READING TEXT:

==============================

Q School was established in 2011 as an attempt to streamline the qualification process and is held annually before the start of the professional season, where amateurs and ex-professionals who dropped out of the top 64 in world rankings in previous seasons can compete for a two-year tour card to play on the Main Tour. It replaced the amateur tournament International Open Series, the former second-tier snooker series organised by the English Association of Snooker and Billiards (EASB).

Players pay a fixed entry fee to enter the play-off events, and there is no prize money. Winners of quarter-finals will be joining the World Snooker Main Tour, whilst the top 32 players of Q School Europe along with other junior players and Asia-Oceania qualifiers will be invited for the second-tier WPBSA Q Tour.

==============================

(Collection entries)
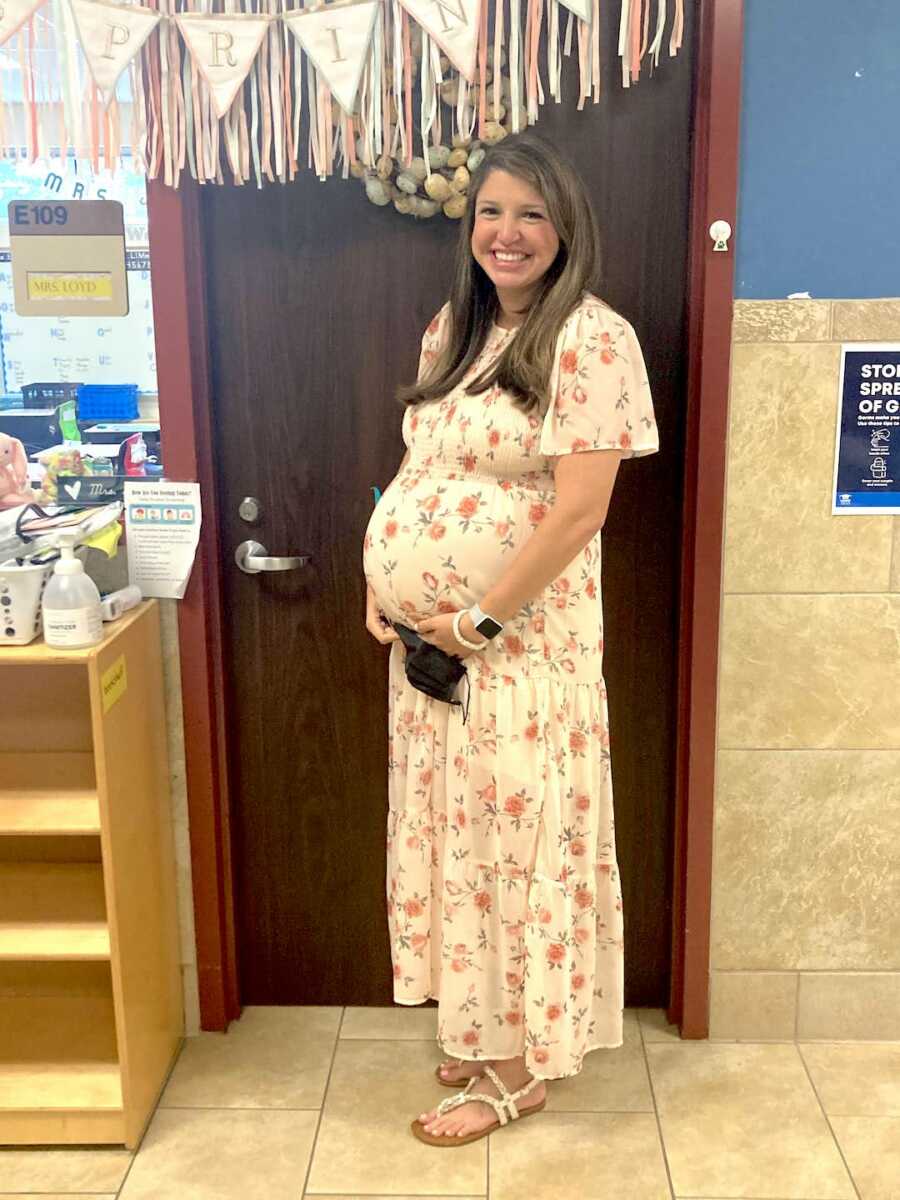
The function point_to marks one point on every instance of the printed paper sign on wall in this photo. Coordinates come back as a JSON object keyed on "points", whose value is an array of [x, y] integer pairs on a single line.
{"points": [[867, 460]]}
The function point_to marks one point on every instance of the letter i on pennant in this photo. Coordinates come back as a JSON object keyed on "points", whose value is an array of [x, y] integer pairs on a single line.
{"points": [[337, 40]]}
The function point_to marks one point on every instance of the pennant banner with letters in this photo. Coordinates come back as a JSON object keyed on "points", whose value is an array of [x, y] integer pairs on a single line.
{"points": [[389, 91], [111, 35], [337, 41]]}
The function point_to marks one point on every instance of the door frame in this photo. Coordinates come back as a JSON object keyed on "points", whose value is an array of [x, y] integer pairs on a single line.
{"points": [[178, 271]]}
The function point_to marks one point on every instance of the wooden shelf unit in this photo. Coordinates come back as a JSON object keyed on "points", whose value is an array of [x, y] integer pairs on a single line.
{"points": [[90, 984]]}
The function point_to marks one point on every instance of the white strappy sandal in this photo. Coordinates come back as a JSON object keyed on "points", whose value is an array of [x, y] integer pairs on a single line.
{"points": [[454, 1083], [504, 1107]]}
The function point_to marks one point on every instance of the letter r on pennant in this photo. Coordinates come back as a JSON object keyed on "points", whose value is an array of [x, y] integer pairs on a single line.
{"points": [[222, 43], [455, 9], [118, 35]]}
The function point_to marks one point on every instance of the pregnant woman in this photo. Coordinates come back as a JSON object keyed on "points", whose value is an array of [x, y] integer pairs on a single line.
{"points": [[503, 889]]}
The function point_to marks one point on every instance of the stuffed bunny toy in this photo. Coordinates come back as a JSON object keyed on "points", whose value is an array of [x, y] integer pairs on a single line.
{"points": [[13, 474]]}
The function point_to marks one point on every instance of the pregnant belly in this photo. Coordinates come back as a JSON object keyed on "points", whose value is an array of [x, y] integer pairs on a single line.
{"points": [[439, 549]]}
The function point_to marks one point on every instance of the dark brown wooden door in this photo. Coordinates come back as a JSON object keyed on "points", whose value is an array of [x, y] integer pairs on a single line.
{"points": [[317, 300]]}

==============================

GIVEN PROBLEM A:
Translate this sentence from the Q School text into Spanish: "Players pay a fixed entry fee to enter the play-off events, and there is no prize money."
GIVEN PROBLEM B:
Per the Q School text, which groups of players will be invited to the WPBSA Q Tour? List all of them.

EXPECTED OUTPUT A:
Los jugadores pagan una cuota de inscripción fija para participar en las pruebas de play-off, y no hay premio en metálico.

EXPECTED OUTPUT B:
- The top 32 players of Q School Europe
- Other junior players
- Asia-Oceania qualifiers